### DATA ENTRIES
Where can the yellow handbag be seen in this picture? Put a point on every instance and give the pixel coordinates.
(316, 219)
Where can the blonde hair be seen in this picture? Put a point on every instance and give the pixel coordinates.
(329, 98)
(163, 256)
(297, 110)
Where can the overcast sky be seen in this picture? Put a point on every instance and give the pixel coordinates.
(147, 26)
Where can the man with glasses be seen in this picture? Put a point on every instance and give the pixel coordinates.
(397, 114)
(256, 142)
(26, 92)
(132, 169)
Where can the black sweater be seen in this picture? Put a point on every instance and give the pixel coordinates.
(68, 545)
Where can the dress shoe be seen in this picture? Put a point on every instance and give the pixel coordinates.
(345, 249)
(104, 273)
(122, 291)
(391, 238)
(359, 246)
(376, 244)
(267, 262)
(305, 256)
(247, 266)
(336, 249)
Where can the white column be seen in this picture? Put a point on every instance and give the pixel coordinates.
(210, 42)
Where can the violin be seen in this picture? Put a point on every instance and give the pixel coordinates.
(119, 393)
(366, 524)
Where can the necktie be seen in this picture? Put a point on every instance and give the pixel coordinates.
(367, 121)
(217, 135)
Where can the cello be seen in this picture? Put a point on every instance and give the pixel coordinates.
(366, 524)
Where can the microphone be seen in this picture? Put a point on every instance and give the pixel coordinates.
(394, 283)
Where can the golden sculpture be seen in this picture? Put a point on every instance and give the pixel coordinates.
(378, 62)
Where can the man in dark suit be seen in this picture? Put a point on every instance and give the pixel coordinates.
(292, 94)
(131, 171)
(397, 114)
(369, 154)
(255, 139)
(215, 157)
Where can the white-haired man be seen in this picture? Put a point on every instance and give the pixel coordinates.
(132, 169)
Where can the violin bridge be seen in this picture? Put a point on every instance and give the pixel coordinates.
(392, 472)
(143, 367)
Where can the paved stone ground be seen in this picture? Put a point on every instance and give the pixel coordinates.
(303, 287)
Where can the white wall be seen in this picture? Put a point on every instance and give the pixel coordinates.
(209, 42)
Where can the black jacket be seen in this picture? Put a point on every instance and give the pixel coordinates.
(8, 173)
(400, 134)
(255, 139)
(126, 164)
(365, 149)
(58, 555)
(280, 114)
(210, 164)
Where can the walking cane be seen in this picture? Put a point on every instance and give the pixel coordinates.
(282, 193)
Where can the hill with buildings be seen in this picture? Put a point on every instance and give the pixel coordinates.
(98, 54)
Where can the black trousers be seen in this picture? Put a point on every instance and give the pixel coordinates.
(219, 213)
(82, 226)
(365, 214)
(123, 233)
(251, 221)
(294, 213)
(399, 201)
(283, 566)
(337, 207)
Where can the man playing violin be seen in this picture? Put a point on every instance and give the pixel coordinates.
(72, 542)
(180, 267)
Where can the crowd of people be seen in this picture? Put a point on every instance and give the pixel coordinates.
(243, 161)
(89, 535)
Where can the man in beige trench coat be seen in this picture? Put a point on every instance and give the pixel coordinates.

### GOAL
Copy out every line from the one containing "Where can the black trousers" to the end of the material, both ends included.

### ANSWER FOR THIS EXERCISE
Where can the black trousers be seen in this picture? Put a point on every instance and give the pixel coordinates.
(219, 213)
(82, 226)
(365, 214)
(123, 233)
(251, 221)
(294, 213)
(399, 201)
(283, 566)
(337, 207)
Where can the man playing violin be seen in this picture? Put a point on every instance and give the pixel coordinates.
(72, 542)
(180, 267)
Where can the crowd of people be seen in this picture? Put a point on every instance and give the pixel coordinates.
(243, 161)
(89, 535)
Where can the man in beige trench coat be seen in this picture? Put a point on every instance and give the pixel coordinates.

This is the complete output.